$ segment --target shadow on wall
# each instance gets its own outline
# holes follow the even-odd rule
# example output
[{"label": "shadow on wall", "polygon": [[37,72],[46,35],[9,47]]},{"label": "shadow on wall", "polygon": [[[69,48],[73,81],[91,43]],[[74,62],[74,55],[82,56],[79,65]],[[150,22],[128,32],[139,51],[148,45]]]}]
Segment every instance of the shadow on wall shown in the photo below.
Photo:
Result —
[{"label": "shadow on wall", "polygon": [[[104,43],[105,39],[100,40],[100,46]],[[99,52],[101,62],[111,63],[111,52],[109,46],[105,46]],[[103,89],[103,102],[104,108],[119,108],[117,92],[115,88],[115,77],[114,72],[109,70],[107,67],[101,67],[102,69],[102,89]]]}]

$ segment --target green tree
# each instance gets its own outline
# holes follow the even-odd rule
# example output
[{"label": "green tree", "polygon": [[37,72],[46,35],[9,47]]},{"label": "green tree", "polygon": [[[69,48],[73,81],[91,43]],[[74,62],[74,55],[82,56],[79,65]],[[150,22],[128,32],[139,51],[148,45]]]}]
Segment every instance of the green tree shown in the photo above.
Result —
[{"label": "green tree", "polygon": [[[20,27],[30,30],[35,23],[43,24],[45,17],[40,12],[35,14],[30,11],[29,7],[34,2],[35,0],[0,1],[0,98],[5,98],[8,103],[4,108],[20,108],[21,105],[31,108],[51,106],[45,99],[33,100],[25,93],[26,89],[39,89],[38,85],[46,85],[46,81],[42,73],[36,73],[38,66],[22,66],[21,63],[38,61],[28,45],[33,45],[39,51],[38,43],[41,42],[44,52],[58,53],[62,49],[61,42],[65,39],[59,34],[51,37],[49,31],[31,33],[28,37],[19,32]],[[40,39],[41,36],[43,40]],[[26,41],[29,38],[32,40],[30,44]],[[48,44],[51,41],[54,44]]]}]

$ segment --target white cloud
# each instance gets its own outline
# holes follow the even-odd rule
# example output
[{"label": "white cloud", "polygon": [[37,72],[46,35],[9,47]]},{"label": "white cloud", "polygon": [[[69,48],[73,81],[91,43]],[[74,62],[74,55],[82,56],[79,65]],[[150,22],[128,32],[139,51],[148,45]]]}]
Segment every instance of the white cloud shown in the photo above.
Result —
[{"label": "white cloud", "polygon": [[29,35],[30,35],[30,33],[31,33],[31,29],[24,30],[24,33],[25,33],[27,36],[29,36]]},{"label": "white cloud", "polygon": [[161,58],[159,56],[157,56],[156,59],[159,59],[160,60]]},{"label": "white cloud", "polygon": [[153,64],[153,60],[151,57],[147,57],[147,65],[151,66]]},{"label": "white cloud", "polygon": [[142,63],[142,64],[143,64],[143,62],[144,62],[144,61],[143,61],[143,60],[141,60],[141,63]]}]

====================

Exercise instructions: All lines of the entries containing the string "above" must be shown in full.

Answer to this exercise:
Segment every instance of the green tree shown in the photo above.
Segment every instance of the white cloud shown in the photo above.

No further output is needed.